### STATED GOAL
Repeat the material below exactly, with no pictures.

### DATA
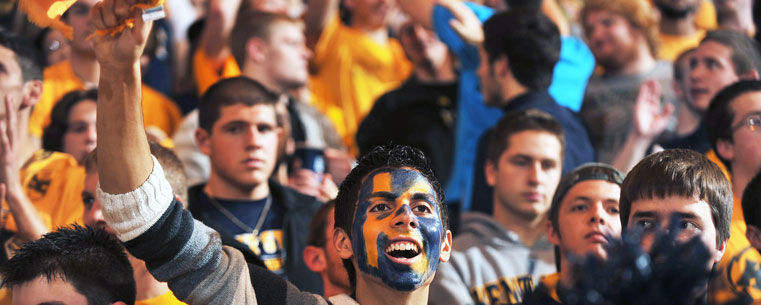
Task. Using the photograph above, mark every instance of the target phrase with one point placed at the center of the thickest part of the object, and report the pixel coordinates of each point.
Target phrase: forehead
(746, 104)
(537, 143)
(596, 189)
(259, 113)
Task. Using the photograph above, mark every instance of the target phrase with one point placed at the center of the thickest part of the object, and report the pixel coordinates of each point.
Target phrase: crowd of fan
(382, 152)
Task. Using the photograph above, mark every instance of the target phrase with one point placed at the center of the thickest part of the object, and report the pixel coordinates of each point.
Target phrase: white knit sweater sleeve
(133, 213)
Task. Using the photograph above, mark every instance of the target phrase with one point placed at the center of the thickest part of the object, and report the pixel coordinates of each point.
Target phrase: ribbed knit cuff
(133, 213)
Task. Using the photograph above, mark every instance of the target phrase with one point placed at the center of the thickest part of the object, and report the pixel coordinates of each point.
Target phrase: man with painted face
(391, 229)
(583, 214)
(501, 257)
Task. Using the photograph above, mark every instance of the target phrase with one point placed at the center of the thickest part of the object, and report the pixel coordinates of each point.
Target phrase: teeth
(402, 246)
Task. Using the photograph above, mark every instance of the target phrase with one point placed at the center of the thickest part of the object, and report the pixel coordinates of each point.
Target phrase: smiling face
(694, 221)
(397, 228)
(587, 215)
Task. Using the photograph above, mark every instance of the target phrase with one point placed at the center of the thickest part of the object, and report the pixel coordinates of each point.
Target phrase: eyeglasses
(753, 122)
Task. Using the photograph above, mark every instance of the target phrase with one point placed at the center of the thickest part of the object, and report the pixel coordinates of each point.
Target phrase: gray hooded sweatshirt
(490, 265)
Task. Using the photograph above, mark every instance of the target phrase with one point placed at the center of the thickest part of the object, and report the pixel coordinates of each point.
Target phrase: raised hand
(650, 119)
(121, 50)
(465, 23)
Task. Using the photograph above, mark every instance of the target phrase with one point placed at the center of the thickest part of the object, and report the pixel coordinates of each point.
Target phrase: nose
(404, 218)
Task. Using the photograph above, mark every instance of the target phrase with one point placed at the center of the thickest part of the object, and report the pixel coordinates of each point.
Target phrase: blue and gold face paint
(397, 229)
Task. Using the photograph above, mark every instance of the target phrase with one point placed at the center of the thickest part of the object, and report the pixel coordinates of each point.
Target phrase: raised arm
(317, 16)
(419, 10)
(30, 225)
(123, 153)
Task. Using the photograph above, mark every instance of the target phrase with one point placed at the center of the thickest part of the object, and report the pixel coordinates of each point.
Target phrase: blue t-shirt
(268, 244)
(569, 81)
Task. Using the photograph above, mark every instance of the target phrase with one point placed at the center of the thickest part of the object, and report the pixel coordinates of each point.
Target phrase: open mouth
(403, 249)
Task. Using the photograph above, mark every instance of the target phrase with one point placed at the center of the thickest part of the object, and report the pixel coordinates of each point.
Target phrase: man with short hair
(514, 80)
(71, 266)
(584, 215)
(732, 125)
(752, 211)
(321, 256)
(239, 131)
(685, 186)
(678, 29)
(623, 35)
(391, 219)
(509, 249)
(722, 58)
(149, 290)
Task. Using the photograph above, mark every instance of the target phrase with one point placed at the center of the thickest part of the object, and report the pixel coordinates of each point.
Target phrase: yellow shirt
(59, 79)
(349, 72)
(206, 72)
(739, 272)
(164, 299)
(53, 182)
(672, 45)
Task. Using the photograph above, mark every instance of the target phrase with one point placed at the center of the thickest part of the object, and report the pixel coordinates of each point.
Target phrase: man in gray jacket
(498, 259)
(391, 226)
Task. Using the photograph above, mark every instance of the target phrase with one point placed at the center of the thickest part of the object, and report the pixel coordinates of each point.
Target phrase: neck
(678, 27)
(331, 290)
(373, 293)
(528, 230)
(512, 89)
(429, 73)
(28, 144)
(566, 272)
(688, 120)
(219, 188)
(643, 62)
(147, 286)
(740, 180)
(85, 67)
(740, 20)
(256, 72)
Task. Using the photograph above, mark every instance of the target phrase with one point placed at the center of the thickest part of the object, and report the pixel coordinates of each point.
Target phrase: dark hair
(529, 41)
(684, 173)
(173, 169)
(589, 171)
(720, 116)
(250, 24)
(381, 157)
(232, 91)
(91, 260)
(745, 53)
(316, 234)
(27, 56)
(751, 203)
(518, 121)
(52, 136)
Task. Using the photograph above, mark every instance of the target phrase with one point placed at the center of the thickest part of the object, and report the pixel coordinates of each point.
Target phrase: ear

### SOLUTION FOR THIS EXERCISE
Task. Using the photograph above, mark every instance of the target phrase with one point placed at the center of the thickest part of the object, and report the pixel coordinates of each point.
Target phrase: forehead
(746, 104)
(537, 143)
(596, 189)
(259, 113)
Task. Using the photograph above, mark every instance of the target phrase with one point placed at the center of the thickest part of the object, and report the pixel coordinates of each point.
Target phrase: crowd of fan
(382, 152)
Task. Using the photograph above, mark every instance of the target phrase with one point placed at the center of the thickest part of the object, and report the pixel coordinates of each point.
Target phrase: white knit sweater sleeve
(133, 213)
Task. Using the photograph above, mark every instance of the target phrase with one point placed at the center of the thickest part of the object, and report the pixel coordinates of each point.
Target phrase: ribbed knit cuff
(133, 213)
Task. Using the photograph above, mark every instance of the target phrase with one point placed at the center of the thickest part of the object, and report the pixel coordinates of each point.
Target phrase: man with painted face
(391, 229)
(583, 214)
(501, 257)
Task. Using the photograph above, mark every instance of the target phrase with one point placed at the center of the thickest part of the object, and report the pixel coordinates of each point.
Target phrase: teeth
(402, 246)
Task. Using the photograph above, mark every instance of the target phrase with one point placed at the center of the thickest part of the object, and report the pixel coordinates of each point.
Target phrase: smiling face
(694, 221)
(397, 228)
(587, 215)
Task. Using the photograph above, mark every instance of the target phrase with one point placed at the center of the thickest part of the object, and report the pixel coordinates of each point.
Target phrase: eyeglasses
(753, 122)
Task. Using the photograph above, mark every instance of the target phrase with one point placed at the center of the thickest part of the object, and report the pixel coordinates of each point.
Target phrase: gray hooded sweatshirt
(490, 265)
Task. Using the photograph above, mark every instance of the target phrase with one point placed at the center of the thickest part of the object, and report the pixel coordinates of each point.
Target phrase: raised hand
(650, 119)
(121, 50)
(465, 23)
Task. Using the photograph above, mark every instance of the target phrase with one point placed at the center of the thickest part of the object, and report the pixel coordinates of each point.
Target phrase: nose
(404, 218)
Task. Using the photograph above, mark every instance of the target phrase with one point placed at the center of the thickest part of the object, and report the pixel coordinates of each point.
Target phrase: blue and gold face paint
(397, 229)
Task. Using the photograph above, mark every instance of the target phrase with one point placed at the center of the thickest part of the object, and report the pixel coordinates of each point.
Target phrase: raised arm
(317, 16)
(419, 10)
(30, 225)
(123, 153)
Task. Using the photograph above, mark every instance of the target phrase with one point placed at the center of the thickest part of the object, and report the pixel coordinates of each point.
Target phrase: blue t-shirt
(268, 244)
(569, 81)
Task. Using the photograph above, mark every instance of the target phrase with one point placed at the center of the thickest part of the object, and report the pixel coordinates of each point.
Target phrase: open mouth
(403, 249)
Task. Using the photograph above, mark every instance of the target phrase with one point placed at the center of the thickest part of the object, and report the pixel coordinates of each point.
Target phrase: man with short hair
(514, 80)
(71, 266)
(584, 215)
(732, 125)
(752, 211)
(321, 256)
(239, 131)
(685, 186)
(678, 29)
(623, 35)
(391, 219)
(509, 249)
(722, 58)
(149, 290)
Task. Using the photograph above, mark every instance of the target phrase with one point placed at the center of the thickest part of the object, and report the pixel coordinates of each point.
Target phrase: yellow shirt
(59, 79)
(349, 72)
(206, 72)
(739, 272)
(164, 299)
(53, 182)
(672, 45)
Task. Using the photograph above, mark every instance of the target phrase with one point placed at the center of the thickest part of the object, and report the pixel coordinates of each point.
Target phrase: man in gray jacket
(498, 259)
(391, 226)
Task. Using the photograph above, mark every instance of the target phrase with one point placed at the center of the thickest part of the object, and report the pixel coordinates of each point.
Target phrase: neck
(678, 27)
(331, 290)
(373, 293)
(528, 230)
(512, 89)
(429, 73)
(28, 144)
(566, 272)
(688, 120)
(219, 188)
(643, 62)
(147, 286)
(740, 180)
(85, 67)
(740, 20)
(256, 72)
Task. Using the photograph above, mark every instance of the target phrase with one point placed at the center of the thickest part of the object, and report the pixel coordinates of each point.
Target phrase: dark hair
(529, 41)
(684, 173)
(173, 169)
(589, 171)
(720, 116)
(250, 24)
(381, 157)
(232, 91)
(91, 260)
(745, 53)
(316, 234)
(27, 56)
(751, 203)
(518, 121)
(52, 136)
Task. Using the photograph above, mark every instance of the target phrase with one point placed at the center of the thickest part of the object, and report the pixel coordinates of each point.
Target phrase: ear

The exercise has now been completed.